GIVEN RECORDS.

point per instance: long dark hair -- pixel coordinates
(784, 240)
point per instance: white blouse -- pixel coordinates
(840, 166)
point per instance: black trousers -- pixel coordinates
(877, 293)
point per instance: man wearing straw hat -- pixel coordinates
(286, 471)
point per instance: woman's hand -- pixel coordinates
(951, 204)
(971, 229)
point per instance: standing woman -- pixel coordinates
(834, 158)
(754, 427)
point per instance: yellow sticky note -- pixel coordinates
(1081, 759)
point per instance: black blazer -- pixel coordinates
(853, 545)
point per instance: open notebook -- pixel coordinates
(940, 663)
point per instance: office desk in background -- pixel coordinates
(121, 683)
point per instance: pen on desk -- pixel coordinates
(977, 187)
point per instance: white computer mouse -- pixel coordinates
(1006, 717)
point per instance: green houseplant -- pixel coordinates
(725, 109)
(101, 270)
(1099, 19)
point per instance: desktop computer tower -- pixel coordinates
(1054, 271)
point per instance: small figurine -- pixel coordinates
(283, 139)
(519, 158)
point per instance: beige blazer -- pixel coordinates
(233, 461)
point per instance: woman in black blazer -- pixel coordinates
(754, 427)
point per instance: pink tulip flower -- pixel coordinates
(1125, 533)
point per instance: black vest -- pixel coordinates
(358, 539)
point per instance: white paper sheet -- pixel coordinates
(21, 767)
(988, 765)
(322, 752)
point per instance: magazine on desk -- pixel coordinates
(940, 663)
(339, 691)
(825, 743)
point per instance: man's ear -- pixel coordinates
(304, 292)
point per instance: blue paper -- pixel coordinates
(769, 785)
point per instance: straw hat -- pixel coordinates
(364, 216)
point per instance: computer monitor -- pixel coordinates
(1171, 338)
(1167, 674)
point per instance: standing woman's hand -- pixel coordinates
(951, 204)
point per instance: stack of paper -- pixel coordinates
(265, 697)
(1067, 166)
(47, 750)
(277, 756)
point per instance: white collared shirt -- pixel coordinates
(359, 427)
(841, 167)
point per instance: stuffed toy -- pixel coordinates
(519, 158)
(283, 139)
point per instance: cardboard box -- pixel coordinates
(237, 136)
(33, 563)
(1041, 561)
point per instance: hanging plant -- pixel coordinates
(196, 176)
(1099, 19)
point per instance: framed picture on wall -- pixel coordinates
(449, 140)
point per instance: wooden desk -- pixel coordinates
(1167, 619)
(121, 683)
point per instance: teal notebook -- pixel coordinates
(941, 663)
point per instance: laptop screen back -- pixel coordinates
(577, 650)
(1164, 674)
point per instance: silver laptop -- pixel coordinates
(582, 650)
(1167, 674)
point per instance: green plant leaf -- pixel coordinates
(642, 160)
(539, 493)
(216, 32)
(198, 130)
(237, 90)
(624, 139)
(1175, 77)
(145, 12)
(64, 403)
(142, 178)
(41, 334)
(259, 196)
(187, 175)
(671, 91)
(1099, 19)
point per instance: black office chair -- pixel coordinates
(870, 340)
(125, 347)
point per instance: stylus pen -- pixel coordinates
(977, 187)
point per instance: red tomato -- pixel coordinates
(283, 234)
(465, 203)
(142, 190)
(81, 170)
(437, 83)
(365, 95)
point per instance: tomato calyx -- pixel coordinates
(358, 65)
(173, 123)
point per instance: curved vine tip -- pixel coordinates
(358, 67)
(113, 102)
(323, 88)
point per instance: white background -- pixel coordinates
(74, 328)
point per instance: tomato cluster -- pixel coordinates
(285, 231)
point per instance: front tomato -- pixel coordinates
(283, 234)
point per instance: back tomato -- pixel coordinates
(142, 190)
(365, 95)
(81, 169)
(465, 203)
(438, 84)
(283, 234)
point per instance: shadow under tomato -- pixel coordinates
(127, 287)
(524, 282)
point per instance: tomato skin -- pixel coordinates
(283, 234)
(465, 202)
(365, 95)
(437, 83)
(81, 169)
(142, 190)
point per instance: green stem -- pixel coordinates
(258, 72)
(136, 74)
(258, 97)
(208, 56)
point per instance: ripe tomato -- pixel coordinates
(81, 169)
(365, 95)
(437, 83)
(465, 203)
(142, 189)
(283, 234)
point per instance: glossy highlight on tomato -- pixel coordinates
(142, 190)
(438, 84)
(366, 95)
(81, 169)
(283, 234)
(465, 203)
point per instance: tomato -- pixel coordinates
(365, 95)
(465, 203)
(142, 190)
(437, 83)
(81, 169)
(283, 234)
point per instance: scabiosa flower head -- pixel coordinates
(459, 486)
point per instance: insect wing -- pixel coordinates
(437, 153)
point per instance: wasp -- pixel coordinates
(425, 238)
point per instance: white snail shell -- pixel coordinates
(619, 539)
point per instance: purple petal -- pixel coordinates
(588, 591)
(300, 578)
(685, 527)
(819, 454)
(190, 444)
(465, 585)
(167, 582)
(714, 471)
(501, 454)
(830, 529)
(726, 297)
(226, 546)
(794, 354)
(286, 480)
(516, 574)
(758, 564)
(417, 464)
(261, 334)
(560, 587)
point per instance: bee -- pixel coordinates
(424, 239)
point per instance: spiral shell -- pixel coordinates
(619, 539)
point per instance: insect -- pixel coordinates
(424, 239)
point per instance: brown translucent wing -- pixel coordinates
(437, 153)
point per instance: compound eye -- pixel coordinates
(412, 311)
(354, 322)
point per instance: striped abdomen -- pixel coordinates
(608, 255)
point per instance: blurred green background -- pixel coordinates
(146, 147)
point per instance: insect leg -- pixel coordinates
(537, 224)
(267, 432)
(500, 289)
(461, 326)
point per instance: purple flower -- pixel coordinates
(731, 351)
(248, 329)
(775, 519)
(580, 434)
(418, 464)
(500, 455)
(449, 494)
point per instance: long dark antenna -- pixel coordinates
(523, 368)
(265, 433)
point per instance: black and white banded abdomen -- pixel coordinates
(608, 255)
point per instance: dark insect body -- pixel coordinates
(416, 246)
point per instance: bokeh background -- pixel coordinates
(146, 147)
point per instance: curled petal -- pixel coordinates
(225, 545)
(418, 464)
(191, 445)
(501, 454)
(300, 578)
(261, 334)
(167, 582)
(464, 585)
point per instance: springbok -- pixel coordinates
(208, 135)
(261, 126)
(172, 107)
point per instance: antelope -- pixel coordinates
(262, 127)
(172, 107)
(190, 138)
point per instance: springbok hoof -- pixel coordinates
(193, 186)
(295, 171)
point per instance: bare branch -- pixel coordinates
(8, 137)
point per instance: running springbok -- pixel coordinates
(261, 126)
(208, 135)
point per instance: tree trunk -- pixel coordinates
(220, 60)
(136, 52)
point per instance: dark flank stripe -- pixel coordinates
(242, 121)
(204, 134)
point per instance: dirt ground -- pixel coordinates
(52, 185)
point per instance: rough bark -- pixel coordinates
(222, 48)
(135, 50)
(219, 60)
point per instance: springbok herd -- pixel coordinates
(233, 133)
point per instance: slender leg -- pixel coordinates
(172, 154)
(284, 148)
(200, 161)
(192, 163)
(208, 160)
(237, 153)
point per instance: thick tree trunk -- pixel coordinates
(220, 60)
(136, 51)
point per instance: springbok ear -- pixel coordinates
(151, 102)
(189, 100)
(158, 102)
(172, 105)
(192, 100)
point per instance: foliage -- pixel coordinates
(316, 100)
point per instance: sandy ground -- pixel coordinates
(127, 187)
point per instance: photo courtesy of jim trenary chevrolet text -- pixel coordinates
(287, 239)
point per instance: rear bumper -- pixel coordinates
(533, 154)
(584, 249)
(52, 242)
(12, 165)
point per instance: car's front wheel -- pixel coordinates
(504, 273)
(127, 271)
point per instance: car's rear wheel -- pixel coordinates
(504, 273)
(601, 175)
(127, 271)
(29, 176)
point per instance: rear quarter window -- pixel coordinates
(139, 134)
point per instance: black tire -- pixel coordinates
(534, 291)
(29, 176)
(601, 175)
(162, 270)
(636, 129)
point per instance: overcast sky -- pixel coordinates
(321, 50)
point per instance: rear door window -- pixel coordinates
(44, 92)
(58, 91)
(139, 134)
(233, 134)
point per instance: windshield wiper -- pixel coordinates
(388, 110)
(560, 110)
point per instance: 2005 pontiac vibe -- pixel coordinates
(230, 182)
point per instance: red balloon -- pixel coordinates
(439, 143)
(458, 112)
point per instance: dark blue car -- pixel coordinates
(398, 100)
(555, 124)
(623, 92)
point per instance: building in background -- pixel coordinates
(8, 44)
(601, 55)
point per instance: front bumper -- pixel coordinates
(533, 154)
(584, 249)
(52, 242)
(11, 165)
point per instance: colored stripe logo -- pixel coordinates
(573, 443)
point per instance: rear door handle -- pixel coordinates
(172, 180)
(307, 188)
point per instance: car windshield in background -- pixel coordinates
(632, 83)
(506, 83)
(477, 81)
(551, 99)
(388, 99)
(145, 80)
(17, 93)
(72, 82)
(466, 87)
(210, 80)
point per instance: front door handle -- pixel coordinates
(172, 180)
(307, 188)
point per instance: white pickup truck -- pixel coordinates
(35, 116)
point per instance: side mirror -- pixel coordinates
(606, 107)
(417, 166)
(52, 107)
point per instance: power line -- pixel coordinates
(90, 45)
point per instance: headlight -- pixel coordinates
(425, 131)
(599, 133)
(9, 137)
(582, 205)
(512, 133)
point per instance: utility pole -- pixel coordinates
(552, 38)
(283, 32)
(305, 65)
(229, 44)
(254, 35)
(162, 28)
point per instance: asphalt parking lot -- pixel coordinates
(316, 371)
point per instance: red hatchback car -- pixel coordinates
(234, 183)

TASK TO COMPLETE.
The line containing "point per instance: power" and each line after it through the end of the listing above must be printed exactly, with nothing added.

RESPONSE BOX.
point per instance: power line -- pixel coordinates
(90, 45)
point per instance: headlight -- pixel coordinates
(425, 131)
(599, 133)
(9, 137)
(582, 205)
(512, 133)
point per instance: utility pole -- pixel coordinates
(552, 38)
(283, 32)
(305, 65)
(229, 44)
(254, 35)
(162, 28)
point per instance: asphalt parking lot -- pixel coordinates
(316, 371)
point per instance: red hatchback car -- pixel coordinates
(234, 183)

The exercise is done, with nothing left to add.